- **Texte fourni**
+ + + + + + +

L’output gap déjà refermé ?

L’affaiblissement du potentiel pourrait aboutir au fait que, bien qu’inscrite dans une reprise tardive et modeste, l’économie italienne bute d’ores et déjà sur des contraintes de capacités. C’est, semble-t-il, l’analyse faite par la Commission européenne, qui indique que l’output gap (l’écart du PIB à son potentiel) s’est refermé en 2018 (graphique 5).

Si l’approche directe (cf. encadré 1) vient plutôt confirmer ce diagnostic, celui-ci est loin de faire l’unanimité. L’OCDE, tout comme le Fonds monétaire international (FMI), se démarquent de la Commission en indiquant que l’output gap de l’Italie est encore largement négatif.

Au potentiel ?
Estimation du potentiel

Le débat n’est pas que théorique : la position de l’économie dans le cycle détermine la part conjoncturelle du déficit (celle qui peut se réduire spontanément en cas de rebond de l’activité) ainsi que l’efficacité des politiques de soutien à la demande. Dans sa dernière étude sur l’Italie, l’OCDE accueille plutôt favorablement l’objectif budgétaire visant à améliorer la situation des plus pauvres. Mais l’Organisation doute qu’un revenu minimum garanti y parvienne sans mesures structurelles d’accompagnement visant à améliorer l’inclusion dans l’emploi des allocataires[15]. Quelle que soit finalement leur appréciation du cycle conjoncturel, toutes les grandes institutions - Commission, FMI ou OCDE - font le même diagnostic : pour se redresser, l’Italie devra d’abord se réformer.


[1] Soit l’écart de rendement des obligations du Trésor italien par rapport aux Bunds allemands, remonté au-delà des 300 points de base (pour les emprunts à dix ans) fin 2018, et revenu à 200 points de base le 11 juillet 2019.

[2] La croissance potentielle est le taux de croissance du PIB qui peut durablement être atteint sans générer de tensions inflationnistes.

[3] Selon les estimations de la Commission européenne, assez proches de celles de l’OCDE.

[4] L’estimation de la PGF se fait en identifiant le supplément de croissance qui n’est pas expliqué par les variations des deux facteurs de production, le travail et le capital.

[5] Trésor français, Comment expliquer la faiblesse de la productivité en Italie, Trésor-Eco n°170, mai 2016

[6] OFCE, Italie: sortir du double piège de l’endettement élevé et de la faible croissance, Policy Brief, mai 2019.

[7] The Digital Economy and Society Index (DESI), classement de 2019.

+ + + + + + +

- **Extraits de données**
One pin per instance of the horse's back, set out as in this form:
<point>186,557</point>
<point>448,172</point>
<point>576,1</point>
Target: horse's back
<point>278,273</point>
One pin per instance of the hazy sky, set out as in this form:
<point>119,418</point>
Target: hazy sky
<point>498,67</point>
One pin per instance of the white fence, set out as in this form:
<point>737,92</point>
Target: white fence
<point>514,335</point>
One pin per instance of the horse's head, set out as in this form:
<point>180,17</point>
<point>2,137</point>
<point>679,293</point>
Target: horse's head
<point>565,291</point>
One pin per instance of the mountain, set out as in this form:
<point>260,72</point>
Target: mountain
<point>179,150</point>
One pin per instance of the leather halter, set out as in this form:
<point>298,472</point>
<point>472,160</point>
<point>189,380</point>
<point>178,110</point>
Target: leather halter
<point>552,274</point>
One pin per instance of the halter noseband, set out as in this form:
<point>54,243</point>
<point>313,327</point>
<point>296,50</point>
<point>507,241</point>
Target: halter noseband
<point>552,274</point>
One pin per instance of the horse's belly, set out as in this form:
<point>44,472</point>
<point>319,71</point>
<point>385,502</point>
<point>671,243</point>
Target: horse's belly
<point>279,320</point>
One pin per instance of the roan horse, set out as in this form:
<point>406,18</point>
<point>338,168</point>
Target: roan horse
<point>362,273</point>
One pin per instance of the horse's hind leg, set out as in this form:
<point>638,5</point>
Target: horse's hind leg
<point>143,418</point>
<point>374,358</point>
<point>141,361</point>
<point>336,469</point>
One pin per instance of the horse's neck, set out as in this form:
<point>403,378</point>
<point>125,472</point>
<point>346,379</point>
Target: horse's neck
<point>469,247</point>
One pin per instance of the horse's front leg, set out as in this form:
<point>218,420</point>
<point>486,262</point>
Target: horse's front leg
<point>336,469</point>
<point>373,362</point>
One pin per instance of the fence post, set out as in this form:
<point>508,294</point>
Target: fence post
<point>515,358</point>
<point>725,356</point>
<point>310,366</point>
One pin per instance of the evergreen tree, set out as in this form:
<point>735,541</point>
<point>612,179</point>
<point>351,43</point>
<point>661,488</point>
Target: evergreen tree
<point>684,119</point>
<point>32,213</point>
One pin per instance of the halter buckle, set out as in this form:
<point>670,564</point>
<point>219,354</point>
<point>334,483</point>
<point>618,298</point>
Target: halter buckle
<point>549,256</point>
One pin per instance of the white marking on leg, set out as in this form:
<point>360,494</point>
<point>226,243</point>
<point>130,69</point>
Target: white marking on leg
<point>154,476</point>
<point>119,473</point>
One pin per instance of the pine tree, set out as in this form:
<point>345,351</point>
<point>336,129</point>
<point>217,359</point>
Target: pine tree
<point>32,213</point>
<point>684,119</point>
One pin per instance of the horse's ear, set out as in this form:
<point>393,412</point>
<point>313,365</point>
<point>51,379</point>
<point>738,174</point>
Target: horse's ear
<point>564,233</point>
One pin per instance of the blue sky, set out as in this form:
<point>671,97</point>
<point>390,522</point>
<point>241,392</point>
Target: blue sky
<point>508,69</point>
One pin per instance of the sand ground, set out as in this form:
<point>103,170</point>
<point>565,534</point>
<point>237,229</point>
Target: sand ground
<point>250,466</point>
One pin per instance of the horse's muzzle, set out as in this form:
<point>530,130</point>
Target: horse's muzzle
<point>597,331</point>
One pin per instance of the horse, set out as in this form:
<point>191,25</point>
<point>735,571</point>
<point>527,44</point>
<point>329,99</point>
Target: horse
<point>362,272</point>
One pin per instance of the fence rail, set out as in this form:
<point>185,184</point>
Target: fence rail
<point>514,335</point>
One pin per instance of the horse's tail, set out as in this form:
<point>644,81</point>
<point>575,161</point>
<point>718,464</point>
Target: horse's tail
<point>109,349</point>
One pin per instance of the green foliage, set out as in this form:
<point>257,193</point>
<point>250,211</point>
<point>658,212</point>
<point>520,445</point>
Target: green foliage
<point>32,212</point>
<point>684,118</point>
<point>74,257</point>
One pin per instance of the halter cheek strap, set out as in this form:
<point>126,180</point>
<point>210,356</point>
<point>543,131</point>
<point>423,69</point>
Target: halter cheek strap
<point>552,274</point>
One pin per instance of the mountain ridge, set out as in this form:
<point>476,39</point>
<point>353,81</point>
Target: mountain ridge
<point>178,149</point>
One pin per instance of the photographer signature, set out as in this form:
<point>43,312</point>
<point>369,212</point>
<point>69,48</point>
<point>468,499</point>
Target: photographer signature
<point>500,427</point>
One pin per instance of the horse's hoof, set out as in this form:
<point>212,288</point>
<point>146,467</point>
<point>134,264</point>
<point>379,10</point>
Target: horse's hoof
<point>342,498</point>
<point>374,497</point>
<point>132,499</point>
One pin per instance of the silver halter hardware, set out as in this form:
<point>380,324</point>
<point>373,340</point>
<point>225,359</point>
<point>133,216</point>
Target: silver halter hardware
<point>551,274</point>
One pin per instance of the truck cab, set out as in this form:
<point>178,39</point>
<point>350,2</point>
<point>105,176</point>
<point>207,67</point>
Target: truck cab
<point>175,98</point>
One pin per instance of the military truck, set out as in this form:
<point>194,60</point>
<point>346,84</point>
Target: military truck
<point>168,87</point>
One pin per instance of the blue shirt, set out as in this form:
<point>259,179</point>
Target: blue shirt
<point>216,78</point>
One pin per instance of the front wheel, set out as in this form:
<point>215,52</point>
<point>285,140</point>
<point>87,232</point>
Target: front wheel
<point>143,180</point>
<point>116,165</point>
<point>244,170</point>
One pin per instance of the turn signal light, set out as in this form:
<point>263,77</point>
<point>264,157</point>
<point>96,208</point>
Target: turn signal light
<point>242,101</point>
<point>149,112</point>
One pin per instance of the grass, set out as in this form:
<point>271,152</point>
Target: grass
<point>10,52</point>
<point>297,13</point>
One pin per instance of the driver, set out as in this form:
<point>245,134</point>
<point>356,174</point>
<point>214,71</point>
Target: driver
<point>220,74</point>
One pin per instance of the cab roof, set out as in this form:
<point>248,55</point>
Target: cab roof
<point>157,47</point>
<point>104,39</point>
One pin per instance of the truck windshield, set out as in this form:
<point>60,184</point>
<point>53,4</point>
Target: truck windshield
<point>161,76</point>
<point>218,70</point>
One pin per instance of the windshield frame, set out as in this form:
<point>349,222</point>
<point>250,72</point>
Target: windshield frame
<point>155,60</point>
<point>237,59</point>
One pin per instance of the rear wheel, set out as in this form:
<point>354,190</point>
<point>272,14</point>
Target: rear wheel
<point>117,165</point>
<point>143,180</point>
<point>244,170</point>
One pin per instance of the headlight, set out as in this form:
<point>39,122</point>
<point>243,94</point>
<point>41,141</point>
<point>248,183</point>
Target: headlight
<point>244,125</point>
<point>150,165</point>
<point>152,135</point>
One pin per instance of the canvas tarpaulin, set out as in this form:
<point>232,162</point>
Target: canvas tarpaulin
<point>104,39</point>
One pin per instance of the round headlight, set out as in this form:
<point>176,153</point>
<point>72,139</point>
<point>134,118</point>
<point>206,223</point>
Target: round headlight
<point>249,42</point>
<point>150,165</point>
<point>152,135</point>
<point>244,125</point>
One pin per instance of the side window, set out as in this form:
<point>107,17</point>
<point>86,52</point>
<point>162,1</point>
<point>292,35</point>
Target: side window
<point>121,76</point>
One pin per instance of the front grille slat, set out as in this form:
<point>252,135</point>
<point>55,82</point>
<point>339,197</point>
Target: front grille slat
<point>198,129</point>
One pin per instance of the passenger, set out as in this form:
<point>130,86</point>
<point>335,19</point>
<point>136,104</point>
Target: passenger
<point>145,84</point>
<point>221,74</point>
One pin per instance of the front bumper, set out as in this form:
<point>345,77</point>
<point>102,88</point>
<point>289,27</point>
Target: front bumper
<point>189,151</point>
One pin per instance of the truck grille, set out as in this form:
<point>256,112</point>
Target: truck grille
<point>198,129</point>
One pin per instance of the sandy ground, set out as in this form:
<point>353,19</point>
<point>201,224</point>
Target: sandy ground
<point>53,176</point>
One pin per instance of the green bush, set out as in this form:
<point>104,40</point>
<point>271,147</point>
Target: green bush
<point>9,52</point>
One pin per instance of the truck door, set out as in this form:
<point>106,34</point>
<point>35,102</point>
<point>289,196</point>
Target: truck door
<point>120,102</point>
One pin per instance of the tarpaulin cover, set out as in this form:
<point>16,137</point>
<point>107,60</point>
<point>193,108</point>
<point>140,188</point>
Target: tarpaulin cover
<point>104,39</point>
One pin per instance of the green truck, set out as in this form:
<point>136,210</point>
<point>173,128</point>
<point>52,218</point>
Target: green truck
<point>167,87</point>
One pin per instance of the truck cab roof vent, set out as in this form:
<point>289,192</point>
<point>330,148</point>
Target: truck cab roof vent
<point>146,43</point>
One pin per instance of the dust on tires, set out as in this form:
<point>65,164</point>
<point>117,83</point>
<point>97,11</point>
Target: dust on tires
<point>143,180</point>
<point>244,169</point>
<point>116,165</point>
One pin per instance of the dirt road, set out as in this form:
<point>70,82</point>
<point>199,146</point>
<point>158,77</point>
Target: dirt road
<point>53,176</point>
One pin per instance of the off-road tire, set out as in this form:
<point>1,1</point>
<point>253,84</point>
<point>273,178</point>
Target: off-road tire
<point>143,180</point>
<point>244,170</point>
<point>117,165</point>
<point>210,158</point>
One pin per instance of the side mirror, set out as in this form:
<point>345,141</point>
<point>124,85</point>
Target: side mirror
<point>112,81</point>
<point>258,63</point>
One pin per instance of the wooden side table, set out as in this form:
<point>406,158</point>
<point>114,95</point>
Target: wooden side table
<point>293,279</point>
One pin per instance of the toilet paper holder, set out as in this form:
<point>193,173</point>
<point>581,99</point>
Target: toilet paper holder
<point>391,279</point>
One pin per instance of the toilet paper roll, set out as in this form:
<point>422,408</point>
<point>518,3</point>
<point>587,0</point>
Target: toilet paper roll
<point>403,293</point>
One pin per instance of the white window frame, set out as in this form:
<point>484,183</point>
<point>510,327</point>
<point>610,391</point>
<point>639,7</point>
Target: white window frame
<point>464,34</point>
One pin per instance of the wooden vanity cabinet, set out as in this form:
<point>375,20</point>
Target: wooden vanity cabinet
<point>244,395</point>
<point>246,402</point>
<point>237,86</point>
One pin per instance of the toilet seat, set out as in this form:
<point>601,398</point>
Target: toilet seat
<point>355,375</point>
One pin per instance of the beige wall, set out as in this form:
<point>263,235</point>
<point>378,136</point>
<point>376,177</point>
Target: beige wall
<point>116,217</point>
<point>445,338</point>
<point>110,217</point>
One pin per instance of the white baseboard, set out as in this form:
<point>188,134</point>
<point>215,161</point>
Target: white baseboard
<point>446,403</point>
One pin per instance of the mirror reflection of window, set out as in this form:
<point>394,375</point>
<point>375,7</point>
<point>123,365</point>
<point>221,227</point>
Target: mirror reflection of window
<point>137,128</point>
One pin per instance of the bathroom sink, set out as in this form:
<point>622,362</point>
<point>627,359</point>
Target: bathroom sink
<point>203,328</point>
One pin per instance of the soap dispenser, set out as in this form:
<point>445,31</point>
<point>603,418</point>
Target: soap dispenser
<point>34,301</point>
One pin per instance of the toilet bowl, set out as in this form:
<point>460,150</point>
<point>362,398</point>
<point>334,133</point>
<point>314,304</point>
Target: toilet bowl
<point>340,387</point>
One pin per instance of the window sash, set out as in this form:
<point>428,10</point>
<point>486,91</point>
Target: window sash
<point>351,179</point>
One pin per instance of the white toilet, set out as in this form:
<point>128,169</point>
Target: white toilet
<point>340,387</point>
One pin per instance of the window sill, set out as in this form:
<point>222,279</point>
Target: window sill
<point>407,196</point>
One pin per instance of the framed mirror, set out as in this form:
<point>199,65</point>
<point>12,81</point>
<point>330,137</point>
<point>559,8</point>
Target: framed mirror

+ + + + + + +

- **Travail demandé**
Pour chaque affirmation, dites si elle concorde avec le texte fourni sur l’économie italienne, en répondant par oui ou non et en citant mot pour mot les termes qui tranchent.
1. Selon la Commission européenne, l’output gap de l’Italie s’est refermé en 2018.
2. Le FMI partage l’analyse de la Commission sur l’output gap italien.
3. L’OCDE estime qu’un revenu minimum garanti suffira à lui seul à améliorer la situation des plus pauvres.
Ce listing provient d’une autre source que le texte.

- **Réponse attendue**
1. Oui : « l’output gap (l’écart du PIB à son potentiel) s’est refermé en 2018 »
2. Non : « L’OCDE, tout comme le Fonds monétaire international (FMI), se démarquent de la Commission en indiquant que l’output gap de l’Italie est encore largement négatif »
3. Non : « l’Organisation doute qu’un revenu minimum garanti y parvienne sans mesures structurelles d’accompagnement »